**Task statement**
The line holding "Can you find the wispy" and every line after it through the end of the entries below: retype these exactly and nothing more.

**Data**
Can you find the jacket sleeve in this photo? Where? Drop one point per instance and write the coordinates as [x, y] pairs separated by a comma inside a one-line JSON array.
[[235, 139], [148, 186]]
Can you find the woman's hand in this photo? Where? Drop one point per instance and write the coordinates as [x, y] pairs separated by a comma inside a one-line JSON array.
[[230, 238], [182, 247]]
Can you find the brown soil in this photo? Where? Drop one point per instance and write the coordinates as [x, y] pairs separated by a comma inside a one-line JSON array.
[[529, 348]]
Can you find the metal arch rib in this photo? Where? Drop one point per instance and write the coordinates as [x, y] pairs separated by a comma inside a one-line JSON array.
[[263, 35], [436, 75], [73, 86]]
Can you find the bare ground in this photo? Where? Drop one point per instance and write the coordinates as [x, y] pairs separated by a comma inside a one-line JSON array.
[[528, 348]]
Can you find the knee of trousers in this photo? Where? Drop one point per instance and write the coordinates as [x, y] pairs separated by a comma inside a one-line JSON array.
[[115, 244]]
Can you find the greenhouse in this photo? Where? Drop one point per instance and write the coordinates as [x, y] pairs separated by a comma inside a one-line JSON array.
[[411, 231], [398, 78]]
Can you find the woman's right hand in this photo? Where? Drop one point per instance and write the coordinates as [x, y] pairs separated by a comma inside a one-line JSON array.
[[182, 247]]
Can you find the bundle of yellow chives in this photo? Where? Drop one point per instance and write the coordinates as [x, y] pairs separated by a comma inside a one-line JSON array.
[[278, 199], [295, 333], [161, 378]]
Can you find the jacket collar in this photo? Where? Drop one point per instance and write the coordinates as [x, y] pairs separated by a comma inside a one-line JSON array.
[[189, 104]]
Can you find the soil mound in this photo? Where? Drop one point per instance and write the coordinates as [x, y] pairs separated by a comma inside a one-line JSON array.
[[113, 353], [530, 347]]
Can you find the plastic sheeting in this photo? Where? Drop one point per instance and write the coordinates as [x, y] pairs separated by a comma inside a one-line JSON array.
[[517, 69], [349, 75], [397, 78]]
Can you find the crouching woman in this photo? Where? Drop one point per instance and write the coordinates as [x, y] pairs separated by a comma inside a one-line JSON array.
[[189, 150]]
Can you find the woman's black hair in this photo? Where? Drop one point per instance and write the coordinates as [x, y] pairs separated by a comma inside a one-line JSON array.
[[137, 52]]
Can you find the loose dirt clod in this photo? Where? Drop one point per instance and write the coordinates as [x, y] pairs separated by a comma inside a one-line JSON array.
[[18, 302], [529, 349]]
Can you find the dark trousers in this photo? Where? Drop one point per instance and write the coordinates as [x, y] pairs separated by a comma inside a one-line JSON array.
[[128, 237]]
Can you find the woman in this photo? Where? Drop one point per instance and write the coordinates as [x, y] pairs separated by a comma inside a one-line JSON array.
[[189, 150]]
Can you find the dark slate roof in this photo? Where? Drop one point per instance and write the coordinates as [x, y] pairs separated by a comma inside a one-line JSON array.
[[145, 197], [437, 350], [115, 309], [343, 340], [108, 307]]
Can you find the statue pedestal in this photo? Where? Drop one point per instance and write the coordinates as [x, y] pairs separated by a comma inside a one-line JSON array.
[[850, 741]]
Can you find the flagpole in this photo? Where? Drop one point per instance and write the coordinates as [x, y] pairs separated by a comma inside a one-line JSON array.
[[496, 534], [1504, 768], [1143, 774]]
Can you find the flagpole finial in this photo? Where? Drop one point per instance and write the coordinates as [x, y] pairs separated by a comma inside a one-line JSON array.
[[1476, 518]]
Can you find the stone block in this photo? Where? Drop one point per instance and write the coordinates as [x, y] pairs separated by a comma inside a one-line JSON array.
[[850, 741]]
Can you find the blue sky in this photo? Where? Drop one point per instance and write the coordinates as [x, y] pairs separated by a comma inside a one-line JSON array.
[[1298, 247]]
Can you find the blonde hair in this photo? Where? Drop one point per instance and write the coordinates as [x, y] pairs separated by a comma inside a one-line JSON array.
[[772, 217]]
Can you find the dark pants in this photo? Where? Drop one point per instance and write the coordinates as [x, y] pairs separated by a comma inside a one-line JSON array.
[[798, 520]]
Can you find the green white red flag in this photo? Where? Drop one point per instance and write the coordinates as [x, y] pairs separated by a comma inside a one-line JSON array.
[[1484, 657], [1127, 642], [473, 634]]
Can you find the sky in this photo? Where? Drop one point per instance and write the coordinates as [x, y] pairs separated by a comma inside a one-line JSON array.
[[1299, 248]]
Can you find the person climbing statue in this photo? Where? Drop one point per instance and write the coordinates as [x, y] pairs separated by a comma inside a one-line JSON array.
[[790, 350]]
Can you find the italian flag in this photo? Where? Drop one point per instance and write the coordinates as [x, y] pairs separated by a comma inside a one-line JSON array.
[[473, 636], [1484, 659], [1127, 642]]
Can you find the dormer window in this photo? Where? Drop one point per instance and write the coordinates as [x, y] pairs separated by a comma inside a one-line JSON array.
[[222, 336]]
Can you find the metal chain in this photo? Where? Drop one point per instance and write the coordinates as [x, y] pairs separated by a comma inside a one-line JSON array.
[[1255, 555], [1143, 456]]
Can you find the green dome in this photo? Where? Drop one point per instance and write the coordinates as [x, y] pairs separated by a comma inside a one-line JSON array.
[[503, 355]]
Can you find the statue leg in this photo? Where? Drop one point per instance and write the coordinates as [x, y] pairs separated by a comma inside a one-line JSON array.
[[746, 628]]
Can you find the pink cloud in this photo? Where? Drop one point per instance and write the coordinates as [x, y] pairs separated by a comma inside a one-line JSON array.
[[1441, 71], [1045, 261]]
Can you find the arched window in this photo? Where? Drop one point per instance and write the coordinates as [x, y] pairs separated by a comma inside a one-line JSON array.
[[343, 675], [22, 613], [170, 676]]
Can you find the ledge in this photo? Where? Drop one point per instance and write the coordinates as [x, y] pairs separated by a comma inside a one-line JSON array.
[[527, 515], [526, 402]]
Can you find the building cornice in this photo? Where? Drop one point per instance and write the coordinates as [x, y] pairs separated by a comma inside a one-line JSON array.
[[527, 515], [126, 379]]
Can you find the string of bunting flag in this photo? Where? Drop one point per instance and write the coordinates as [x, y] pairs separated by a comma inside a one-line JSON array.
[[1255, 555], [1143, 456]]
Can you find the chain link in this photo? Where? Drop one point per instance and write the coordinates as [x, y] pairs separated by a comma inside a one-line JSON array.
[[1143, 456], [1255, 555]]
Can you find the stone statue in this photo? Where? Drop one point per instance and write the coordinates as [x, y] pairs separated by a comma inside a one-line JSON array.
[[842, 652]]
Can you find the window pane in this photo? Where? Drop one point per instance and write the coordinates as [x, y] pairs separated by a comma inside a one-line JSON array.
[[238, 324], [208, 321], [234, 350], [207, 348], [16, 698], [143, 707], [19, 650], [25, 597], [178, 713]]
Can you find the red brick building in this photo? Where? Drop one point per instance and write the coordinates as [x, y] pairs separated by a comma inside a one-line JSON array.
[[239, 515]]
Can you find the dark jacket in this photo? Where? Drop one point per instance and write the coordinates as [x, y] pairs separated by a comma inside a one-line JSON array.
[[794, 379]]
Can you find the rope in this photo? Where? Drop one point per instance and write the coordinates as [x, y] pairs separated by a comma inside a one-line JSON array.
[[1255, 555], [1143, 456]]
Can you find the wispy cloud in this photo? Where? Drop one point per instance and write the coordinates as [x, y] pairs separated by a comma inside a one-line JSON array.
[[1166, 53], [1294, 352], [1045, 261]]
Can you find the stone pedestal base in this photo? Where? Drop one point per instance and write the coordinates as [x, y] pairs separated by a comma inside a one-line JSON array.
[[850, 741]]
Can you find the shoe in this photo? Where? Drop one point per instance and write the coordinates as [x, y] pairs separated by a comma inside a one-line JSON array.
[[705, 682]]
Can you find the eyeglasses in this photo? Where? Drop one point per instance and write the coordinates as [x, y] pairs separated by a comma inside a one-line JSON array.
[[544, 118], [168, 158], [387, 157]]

**Result for this exercise**
Can you find the wispy cloud in this photo? Where? Drop one point per instance and write the coordinates as [x, y] pairs separated by a comma inside a one-line JSON array.
[[1166, 53], [1294, 352], [1045, 261]]
Can you find the stone pedestal base in this photo? Where? Drop one point per instance and write the coordinates as [x, y] pairs separated by a comma inside a one-line JSON array.
[[850, 741]]
Can you find the shoe in this photo? Where? Drop one point per instance and write the coordinates as [x, y] pairs separated by a comma inside a one-line JSON array.
[[705, 682]]
Can you find the eyeglasses in this photo? Where? Drop one point per instance and write the coordinates as [x, y] pairs separated by a comma inside a one-line JSON array.
[[544, 118], [168, 158], [387, 157]]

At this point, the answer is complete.